## SET EXERCISE
Rewrite all the entries below with "single point" changed to "single dot" and nothing else altered.

## SUPPLIED DATA
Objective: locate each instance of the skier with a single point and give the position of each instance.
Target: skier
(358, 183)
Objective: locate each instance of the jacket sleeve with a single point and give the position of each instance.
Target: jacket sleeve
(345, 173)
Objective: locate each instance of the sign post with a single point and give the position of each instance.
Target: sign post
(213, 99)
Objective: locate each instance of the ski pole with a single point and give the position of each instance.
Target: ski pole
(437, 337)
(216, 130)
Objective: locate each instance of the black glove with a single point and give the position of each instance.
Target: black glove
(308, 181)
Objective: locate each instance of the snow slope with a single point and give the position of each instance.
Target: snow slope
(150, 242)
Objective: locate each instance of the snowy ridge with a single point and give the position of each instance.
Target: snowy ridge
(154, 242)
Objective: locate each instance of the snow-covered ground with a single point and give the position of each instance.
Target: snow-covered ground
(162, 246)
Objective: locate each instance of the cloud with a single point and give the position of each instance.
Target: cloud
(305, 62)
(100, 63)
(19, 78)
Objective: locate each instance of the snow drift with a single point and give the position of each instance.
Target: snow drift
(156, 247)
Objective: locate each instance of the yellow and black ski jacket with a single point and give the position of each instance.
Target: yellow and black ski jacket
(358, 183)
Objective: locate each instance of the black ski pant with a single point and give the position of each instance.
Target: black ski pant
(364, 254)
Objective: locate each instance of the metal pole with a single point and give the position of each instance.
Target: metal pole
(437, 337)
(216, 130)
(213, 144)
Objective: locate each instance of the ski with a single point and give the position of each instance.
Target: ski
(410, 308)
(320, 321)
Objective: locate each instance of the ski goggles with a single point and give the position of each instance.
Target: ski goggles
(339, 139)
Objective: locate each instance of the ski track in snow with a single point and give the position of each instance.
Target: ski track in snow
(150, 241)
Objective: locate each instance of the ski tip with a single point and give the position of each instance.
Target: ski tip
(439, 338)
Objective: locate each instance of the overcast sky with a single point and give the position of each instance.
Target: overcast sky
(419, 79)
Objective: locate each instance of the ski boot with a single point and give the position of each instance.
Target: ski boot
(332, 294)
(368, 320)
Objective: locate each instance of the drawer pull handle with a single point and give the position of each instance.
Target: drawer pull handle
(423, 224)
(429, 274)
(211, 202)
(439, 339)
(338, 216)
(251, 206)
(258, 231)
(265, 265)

## WRITTEN SOLUTION
Objective: locate each instance of the skier with a single dot and give the position of each instance.
Target: skier
(358, 183)
Objective: locate each instance of the jacket sleeve with a single dot and give the position of each instance.
Target: jacket sleeve
(345, 173)
Objective: locate each instance of the sign post with a single dot and give the position of each instance.
Target: sign post
(213, 99)
Objective: locate each instance of the ski pole with a single dot and give the position of each instance.
Target: ski pole
(437, 337)
(216, 130)
Objective: locate each instance of the black glove with a single dot and give the position of each instance.
Target: black glove
(308, 181)
Objective: locate each instance of the snow slope with a single dot and give the position of each instance.
Target: snow slope
(150, 242)
Objective: locate each instance of the snowy ridge with a single dot and give the position of each instance.
Target: snowy ridge
(154, 242)
Objective: locate each instance of the snow-covered ground with a single dot and give the position of each instance.
Target: snow-covered ground
(162, 246)
Objective: locate each instance of the cloud with a single dot and give the position of each instance.
Target: cloud
(305, 62)
(100, 63)
(19, 78)
Objective: locate each instance of the snow drift with a single dot and give the position of each instance.
Target: snow drift
(156, 247)
Objective: locate each instance of the yellow and black ski jacket with a single dot and give the position of each instance.
Target: yellow and black ski jacket
(358, 183)
Objective: locate each instance of the black ski pant with a single dot and give the position of each instance.
Target: black ski pant
(364, 254)
Objective: locate each instance of the metal pole with a single dot and give the position of each instance.
Target: metal pole
(437, 337)
(216, 130)
(213, 144)
Objective: locate each instance of the ski with a single dot and give the position of each instance.
Target: ski
(410, 308)
(320, 321)
Objective: locate each instance of the ski goggles with a single dot and give the position of each instance.
Target: ski goggles
(339, 139)
Objective: locate each instance of the ski track in snow with a single dot and give the position of each instance.
Target: ski track in snow
(150, 241)
Objective: locate each instance of the ski tip with a single dot and give the position of each instance.
Target: ski tip
(439, 338)
Objective: locate each instance of the overcast sky with a single dot and give the position of each instance.
Target: overcast sky
(419, 79)
Objective: locate each instance of the ski boot with a single dot and give the position of each instance.
Target: ski boot
(332, 294)
(368, 320)
Objective: locate each instance of the drawer pull handle with a single dot and give the position of each instance.
Target: drawer pull handle
(423, 224)
(429, 274)
(211, 202)
(439, 339)
(338, 216)
(251, 206)
(258, 231)
(265, 265)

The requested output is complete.